>> Begin Passage given

Hi, Seth here. I haven’t written much here lately, because I’ve been busy with two rather involved tasks. First, I’ve been working on the logistics of moving back to California in a few months; and second, I’ve been I’ve been getting my thesis topic in shape.  I gave a talk on it in a decent-sized ATLAS experiment meeting last week.  Now that I’ve explained my work to my collaborators, I’m ready to try my hand at explaining it to all of you.

The current title, at least for the talk I just gave, is Inclusive Jet Cross Section using the Inner Detector.  To explain what that means, I’ll have to take the title literally word by word.

What’s a cross section?

The cross section for something being created at the LHC is effectively a way of measuring how often it happens.  It may appear strange that we’re measuring the rate in what sounds like an area, but an analogy might help clear things up: if you were throwing big bunches of baseballs at each other in order to study how baseballs interact, the rate at which any two would collide would be proportional to the size of the baseballs, or more precisely to their cross-sectional area.  It’s also proportional to how many baseballs are in the bunches and how closely-packed the baseballs are, but those aren’t properties of a baseball, so you’d like to factor those things out — which is why you’d be interested in the cross section rather than just the collision rate.

Now, all baseballs can do is bounce off each other, but protons at the LHC can do lots of things: they can bounce off each other, produce pairs of high-energy quarks or gluons, or even high mass particles like (we hope) the Higgs Boson.  So we split the total cross section into the cross section for different things to happen.  You can imagine that if the baseballs had a tiny button on them somewhere that makes them explode, then the cross section for exploding would be much smaller than the cross section for just bouncing off each other any old way.  The rate at which they exploded would be proportional to the (smaller) cross section of the button.  Likewise, at the LHC the rare and interesting events have much smaller cross sections, although probability at the quantum level doesn’t really work in terms of protons having a special “make Higgs” button that you hit once in a while.  Analogies only take you so far.

So in the end, all a “jet cross section” really means is that I’m counting the number of jets in a certain number of proton-proton collisions at the LHC.  The word “inclusive” just means that I’m counting all the jets, whether they’re produced all at once or separately.  (One example of an alternative would be to measure the rate to get three or more jets, which we’d call a multijet cross section.)

>> End Passage given
>> Begin Extracted data

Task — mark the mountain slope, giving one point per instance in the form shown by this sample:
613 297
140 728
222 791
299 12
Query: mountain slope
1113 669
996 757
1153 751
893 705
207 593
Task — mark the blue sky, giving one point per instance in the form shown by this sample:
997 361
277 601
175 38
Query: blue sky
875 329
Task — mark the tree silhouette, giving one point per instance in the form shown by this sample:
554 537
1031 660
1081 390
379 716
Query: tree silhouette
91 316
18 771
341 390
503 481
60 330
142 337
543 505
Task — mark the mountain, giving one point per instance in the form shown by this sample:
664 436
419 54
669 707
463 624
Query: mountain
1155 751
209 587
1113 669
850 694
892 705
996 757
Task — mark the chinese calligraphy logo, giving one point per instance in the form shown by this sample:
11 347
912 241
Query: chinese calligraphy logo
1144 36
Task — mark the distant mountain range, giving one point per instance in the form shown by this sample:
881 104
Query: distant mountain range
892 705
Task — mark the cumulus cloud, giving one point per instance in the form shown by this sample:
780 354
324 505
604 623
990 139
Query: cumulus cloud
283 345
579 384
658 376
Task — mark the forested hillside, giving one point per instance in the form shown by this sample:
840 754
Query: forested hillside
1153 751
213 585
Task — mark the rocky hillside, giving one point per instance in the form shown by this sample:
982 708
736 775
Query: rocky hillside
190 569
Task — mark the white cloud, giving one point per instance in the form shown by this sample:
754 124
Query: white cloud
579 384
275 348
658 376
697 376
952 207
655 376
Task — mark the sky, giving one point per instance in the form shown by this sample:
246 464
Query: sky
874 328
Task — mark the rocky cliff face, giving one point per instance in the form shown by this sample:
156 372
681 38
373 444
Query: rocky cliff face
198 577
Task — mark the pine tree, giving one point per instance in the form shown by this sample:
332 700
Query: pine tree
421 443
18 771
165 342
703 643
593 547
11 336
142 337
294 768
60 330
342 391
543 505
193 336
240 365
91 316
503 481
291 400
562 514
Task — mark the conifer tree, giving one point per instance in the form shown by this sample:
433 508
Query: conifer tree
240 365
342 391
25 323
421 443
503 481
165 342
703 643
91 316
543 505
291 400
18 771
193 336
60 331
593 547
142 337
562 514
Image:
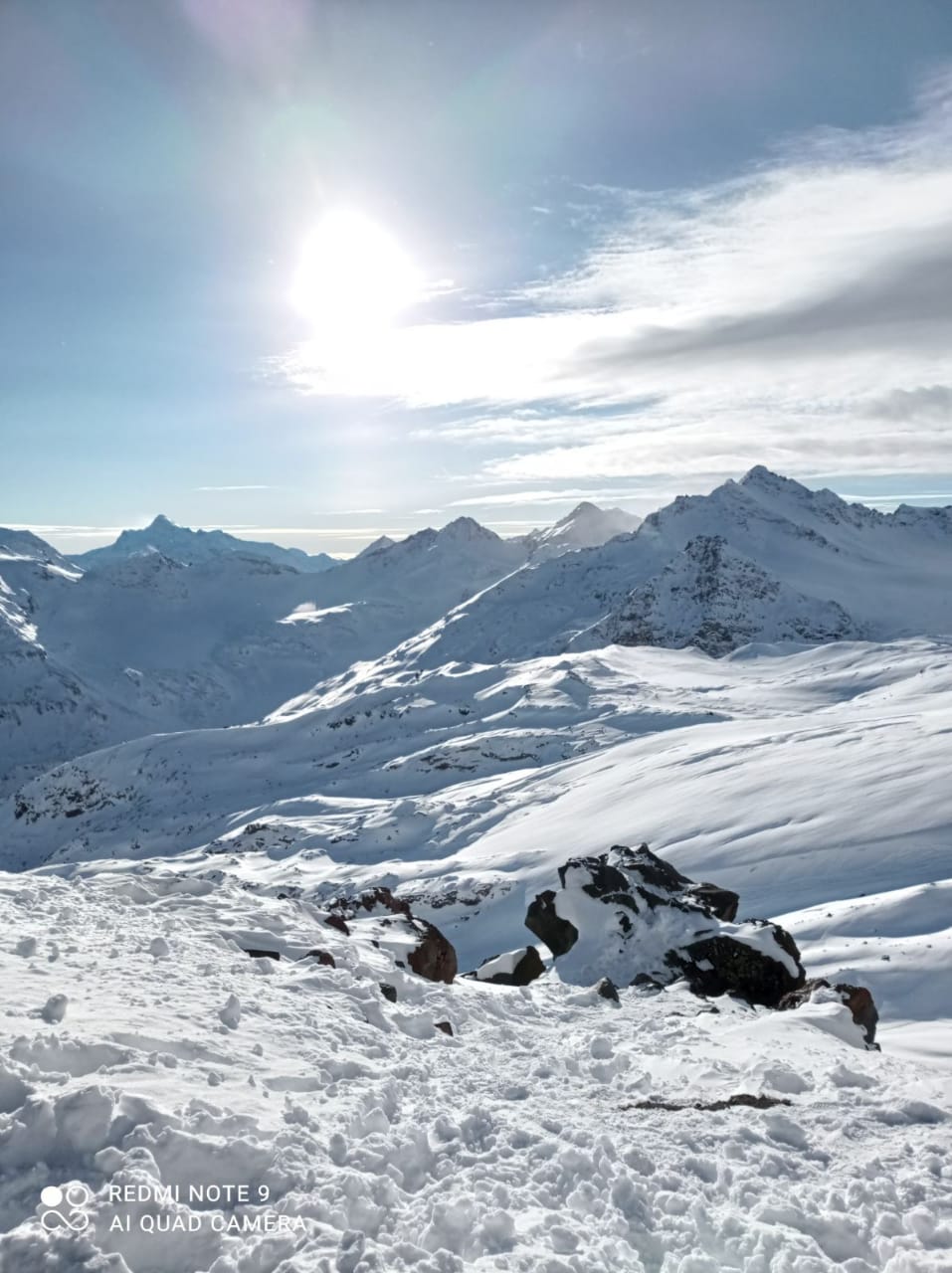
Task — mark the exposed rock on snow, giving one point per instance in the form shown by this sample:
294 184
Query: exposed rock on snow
390 924
629 915
514 968
857 999
711 597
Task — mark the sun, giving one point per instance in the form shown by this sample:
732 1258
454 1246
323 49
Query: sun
353 277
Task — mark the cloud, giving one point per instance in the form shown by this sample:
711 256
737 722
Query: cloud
928 403
800 316
546 496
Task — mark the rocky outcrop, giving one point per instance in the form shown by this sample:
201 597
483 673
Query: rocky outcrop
514 968
711 597
391 926
633 918
857 999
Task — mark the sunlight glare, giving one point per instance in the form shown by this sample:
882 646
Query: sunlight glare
353 277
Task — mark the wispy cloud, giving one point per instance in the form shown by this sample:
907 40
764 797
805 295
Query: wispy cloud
800 314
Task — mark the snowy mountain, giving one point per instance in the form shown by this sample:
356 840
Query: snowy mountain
584 527
716 600
144 643
470 741
796 564
195 548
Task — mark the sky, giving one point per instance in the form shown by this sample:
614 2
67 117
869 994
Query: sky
318 271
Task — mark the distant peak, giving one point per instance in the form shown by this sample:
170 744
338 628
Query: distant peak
468 528
378 545
763 476
584 509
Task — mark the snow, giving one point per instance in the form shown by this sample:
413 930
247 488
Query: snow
586 527
322 1127
192 548
192 1050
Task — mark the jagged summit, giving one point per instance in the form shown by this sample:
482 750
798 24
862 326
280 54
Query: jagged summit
468 528
379 545
587 526
194 548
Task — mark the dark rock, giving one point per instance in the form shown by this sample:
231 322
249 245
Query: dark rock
743 1099
857 999
655 926
719 901
645 981
432 956
526 969
723 965
541 919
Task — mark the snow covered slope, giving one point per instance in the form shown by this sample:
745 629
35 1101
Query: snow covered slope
794 778
145 643
275 1115
584 527
194 548
710 597
812 564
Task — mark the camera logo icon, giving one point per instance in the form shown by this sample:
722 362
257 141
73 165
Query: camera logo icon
77 1196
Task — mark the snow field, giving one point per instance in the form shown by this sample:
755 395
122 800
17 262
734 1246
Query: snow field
386 1145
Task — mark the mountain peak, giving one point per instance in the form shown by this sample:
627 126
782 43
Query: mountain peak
468 528
760 477
584 509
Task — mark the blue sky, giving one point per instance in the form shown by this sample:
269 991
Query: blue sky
656 244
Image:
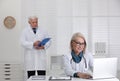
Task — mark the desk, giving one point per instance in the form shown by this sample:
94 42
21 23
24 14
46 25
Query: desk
78 79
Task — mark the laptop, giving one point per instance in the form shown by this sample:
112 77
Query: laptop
41 75
104 68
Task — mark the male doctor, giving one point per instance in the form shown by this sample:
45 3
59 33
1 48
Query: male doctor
35 58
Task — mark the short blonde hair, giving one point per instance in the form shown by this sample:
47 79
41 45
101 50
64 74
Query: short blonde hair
76 35
32 17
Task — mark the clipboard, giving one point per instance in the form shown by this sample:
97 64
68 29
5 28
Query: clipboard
44 41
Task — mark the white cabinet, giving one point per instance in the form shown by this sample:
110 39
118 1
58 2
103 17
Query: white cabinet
11 72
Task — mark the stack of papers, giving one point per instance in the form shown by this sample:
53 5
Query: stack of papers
38 77
63 78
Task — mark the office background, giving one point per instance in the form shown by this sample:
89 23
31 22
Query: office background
98 20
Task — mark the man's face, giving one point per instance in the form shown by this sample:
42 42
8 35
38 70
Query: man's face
33 23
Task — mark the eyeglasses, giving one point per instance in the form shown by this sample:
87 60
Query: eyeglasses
79 43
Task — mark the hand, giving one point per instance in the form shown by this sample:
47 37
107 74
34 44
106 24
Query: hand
36 44
41 47
84 75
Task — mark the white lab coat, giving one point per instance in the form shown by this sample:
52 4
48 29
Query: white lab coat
34 59
71 67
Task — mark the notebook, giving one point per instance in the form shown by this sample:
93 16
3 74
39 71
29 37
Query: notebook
104 68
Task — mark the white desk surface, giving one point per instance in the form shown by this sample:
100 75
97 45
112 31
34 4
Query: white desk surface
79 79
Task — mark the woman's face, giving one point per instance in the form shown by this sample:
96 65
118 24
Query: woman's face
78 45
33 23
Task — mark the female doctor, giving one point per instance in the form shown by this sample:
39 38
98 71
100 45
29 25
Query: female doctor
35 58
78 63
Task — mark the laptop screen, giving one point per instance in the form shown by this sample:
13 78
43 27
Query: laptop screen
104 68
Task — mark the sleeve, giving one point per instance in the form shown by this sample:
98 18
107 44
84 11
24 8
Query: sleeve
49 42
26 44
67 66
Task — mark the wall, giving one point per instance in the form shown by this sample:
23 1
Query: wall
10 49
96 22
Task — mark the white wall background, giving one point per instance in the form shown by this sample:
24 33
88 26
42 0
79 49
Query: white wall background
98 20
10 49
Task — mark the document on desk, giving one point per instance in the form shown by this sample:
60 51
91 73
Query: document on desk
63 78
38 77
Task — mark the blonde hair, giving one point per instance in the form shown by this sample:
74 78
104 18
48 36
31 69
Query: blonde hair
76 35
32 17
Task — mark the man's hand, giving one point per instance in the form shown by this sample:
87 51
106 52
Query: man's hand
84 75
36 45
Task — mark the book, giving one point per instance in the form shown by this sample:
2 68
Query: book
44 41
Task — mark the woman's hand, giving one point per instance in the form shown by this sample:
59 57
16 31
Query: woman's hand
84 75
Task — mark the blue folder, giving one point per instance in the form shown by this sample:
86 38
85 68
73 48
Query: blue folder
44 41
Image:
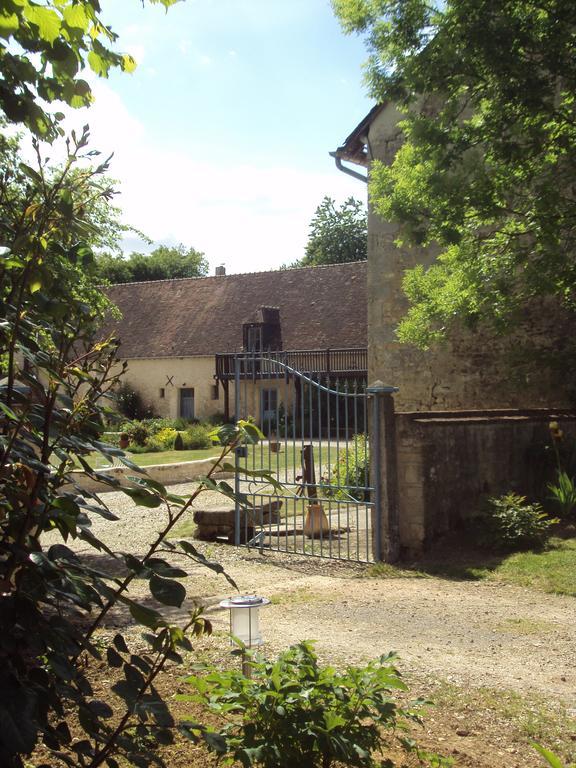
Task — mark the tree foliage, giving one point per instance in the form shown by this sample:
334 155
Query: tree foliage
43 49
337 234
162 264
53 400
487 169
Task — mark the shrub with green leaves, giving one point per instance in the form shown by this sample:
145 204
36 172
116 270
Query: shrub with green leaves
563 493
293 712
197 436
511 523
352 469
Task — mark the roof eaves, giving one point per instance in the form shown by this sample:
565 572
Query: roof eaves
354 148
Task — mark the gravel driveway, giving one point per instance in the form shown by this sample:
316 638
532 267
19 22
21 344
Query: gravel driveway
470 633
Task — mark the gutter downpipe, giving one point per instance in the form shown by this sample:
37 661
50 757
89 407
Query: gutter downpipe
349 171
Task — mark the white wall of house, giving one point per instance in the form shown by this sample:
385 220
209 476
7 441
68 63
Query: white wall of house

>> End Extracted data

[Exercises]
1 – According to the jet cross section passage, what does the word "inclusive" mean in the thesis title?
2 – Output the part of the jet cross section passage that opens with the words containing "The current title, at" and closes with "a cross section?".
3 – Condense the paragraph of the jet cross section passage that begins "The cross section for something being created at the LHC" into a short bulleted list that keeps its main facts.

[Task results]
1 – It means counting all the jets, whether they're produced all at once or separately.

2 –
The current title, at least for the talk I just gave, is Inclusive Jet Cross Section using the Inner Detector.  To explain what that means, I’ll have to take the title literally word by word.

What’s a cross section?

3 –
- At the LHC, a cross section effectively measures how often something is created.
- It sounds like an area, and a baseball analogy explains why: if bunches of baseballs were thrown at each other, the rate at which any two collide would be proportional to their cross-sectional area.
- The collision rate also depends on how many baseballs are in the bunches and how closely packed they are. Those aren't properties of a baseball.
- The cross section factors those things out, which is why it is of more interest than the collision rate alone.